## WORK REQUIRED
Copy the data verbatim from its first line through the line containing "Now the long", including both of those lines.

## SUPPLIED RECORDS
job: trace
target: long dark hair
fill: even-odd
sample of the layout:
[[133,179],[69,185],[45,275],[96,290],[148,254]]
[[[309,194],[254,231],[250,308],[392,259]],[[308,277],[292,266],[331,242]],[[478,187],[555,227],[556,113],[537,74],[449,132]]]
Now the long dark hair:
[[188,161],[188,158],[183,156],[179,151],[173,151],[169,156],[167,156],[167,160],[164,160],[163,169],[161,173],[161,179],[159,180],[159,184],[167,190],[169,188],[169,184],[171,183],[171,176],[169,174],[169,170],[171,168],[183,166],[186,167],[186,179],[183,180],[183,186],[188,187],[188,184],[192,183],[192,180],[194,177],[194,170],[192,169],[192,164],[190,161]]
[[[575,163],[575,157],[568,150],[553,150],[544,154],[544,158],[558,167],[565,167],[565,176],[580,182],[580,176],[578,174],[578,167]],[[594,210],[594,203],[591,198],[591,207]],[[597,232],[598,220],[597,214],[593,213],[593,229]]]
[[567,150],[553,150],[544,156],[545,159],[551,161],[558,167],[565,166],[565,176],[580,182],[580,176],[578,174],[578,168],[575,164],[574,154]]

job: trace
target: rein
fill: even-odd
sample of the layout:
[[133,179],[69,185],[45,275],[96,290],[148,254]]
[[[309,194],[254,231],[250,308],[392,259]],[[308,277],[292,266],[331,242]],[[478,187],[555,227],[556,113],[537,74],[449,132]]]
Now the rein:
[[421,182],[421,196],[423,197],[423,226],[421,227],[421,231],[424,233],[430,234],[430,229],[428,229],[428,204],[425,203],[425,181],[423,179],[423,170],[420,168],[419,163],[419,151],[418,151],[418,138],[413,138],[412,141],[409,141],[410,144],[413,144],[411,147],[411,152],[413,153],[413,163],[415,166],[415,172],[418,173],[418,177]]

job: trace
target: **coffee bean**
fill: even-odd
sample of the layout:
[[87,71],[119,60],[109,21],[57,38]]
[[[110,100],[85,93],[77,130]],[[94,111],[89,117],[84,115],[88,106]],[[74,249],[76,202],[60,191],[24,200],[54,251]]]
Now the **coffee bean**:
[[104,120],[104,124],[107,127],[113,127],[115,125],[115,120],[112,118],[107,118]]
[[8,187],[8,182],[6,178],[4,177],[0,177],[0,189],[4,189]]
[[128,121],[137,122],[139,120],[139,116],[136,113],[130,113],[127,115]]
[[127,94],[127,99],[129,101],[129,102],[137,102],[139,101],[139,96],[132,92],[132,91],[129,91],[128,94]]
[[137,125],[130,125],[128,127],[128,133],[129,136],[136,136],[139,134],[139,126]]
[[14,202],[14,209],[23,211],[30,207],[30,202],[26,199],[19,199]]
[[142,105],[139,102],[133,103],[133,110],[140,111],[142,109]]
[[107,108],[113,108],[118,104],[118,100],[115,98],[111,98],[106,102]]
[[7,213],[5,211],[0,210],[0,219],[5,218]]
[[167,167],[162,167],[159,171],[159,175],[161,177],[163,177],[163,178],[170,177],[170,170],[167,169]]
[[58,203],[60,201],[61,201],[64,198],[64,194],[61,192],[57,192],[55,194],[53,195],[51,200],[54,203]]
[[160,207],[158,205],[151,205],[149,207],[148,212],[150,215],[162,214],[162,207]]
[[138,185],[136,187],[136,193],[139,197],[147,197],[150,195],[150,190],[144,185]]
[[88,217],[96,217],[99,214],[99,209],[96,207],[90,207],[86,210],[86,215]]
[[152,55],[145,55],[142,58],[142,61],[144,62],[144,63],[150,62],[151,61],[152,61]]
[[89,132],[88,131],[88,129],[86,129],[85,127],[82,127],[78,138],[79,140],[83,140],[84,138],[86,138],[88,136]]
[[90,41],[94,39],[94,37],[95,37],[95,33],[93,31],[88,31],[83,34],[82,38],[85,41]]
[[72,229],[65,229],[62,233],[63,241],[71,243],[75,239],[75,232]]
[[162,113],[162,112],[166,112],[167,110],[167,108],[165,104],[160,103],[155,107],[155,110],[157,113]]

## OUTPUT OF THE TASK
job: trace
target: long dark hair
fill: even-odd
sample of the layout:
[[133,179],[69,185],[45,275],[96,290],[148,254]]
[[[309,194],[254,231],[250,308],[392,259]],[[308,277],[292,266],[331,242]],[[478,187],[555,227],[556,113],[537,74],[449,132]]]
Now the long dark hair:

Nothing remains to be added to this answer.